══ TEXTE À LIRE

Crise mondiale et dérive des continents
Crise mondiale et dérive des continents
Smaïl GOUMEZIANE
Lundi 30 Janvier 2012
Malgré (ou à cause de) la crise économique de ces dernières années, née aux Etats Unis, la dérive économique des continents, c'est-à-dire l’élargissement des niveaux de revenus, entre pays riches et pays émergents ou pauvres, repart, de plus belle. Nous avions présenté, en 2005, avant cette crise, dans un autre texte, la réalité de cette dérive qui contrastait avec les taux de croissance affichés et l’idée reçue d’un rattrapage économique des pays émergents, dont le plus symbolique la Chine, à l’égard des pays développés, principalement les, Etats Unis.
Depuis la crise, c’est donc à une poursuite de la dérive économique des continents que l’on assiste. Que ce soit en termes de richesse nationale (PIB à parité de pouvoir d’achat) ou de richesse individuelle (PIB, par habitant, à parité de pouvoir d’achat), les écarts absolus, entre pays développés et pays « émergents », ne cessent de s’élargir.
1- Ainsi, en termes globaux, de 1993 à 2009, le PIB global des Etats-Unis, à parité de pouvoir d’achat, s’accroît de 6.226 à 14 256 milliards de dollars, celui de la France passe de 1.068 à 2 108 milliards de dollars.
Au cours de la même période, dans le continent asiatique, celui de la Chine passe de 3.503 à 8 765 milliards de dollars, et celui de la Corée du Sud de 503 à 1 364 milliards de dollars.
Enfin, en Afrique, le PIB de l’Algérie passe de 84 à 233 milliards de dollars.
2- Ce faisant, malgré ces évolutions globalement positives entre 1993 et 2009, les écarts de richesse nationale par rapport aux Etats-Unis se sont creusés :
- De 5.158 à 12 148 milliards de dollars pour la France, soit plus 135 % ;
- De 2.723 à 5 491 milliards de dollars pour la Chine, soit plus 118 % ;
- De 5.723 à 12 692 milliards de dollars pour la Corée du Sud, soit plus 122 % ;
- De 6.142 à 14 023 milliards de dollars pour l’Algérie, soit plus 128 % ;
3- En termes de richesse individuelle, sur la période 1993/2009, on assiste au même processus d’aggravation des écarts. Alors que le revenu annuel par habitant, à parité de pouvoir d’achat, des Etats-Unis augmente de 23.640 à 47 283 dollars, celui de la France passe de 18.367 à 33 675 dollars. Pendant ce temps, en Asie, celui du Chinois passe de 2.897 à 6 828 dollars, et celui du Sud-Coréen de 11.213 à 27 100 dollars.
Enfin, sur le Vieux Continent, celui de l’Algérien, grâce à l’embellie pétrolière, passe de 3 761 à 8 173 dollars.

════
══ DONNÉES FOURNIES

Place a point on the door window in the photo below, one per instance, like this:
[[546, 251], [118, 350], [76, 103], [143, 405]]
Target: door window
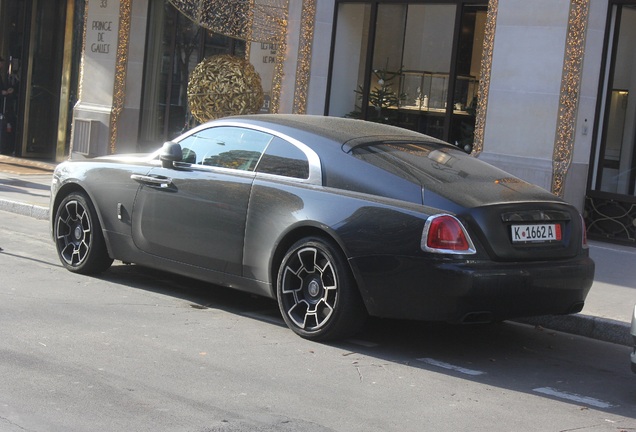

════

## EXERCICE COURT
D'après le texte sur la dérive des continents :
(a) En quelle année la réalité de cette dérive avait-elle déjà été présentée dans un autre texte ?
(b) À combien s'élève le PIB global de la Corée du Sud en 2009, à parité de pouvoir d'achat ?
(c) De quel pourcentage l'écart de richesse nationale entre la France et les États-Unis s'est-il creusé entre 1993 et 2009 ?
Appuyez-vous uniquement sur le texte.

## RÉPONSE ATTENDUE
(a) En 2005.
(b) 1 364 milliards de dollars.
(c) Plus 135 %.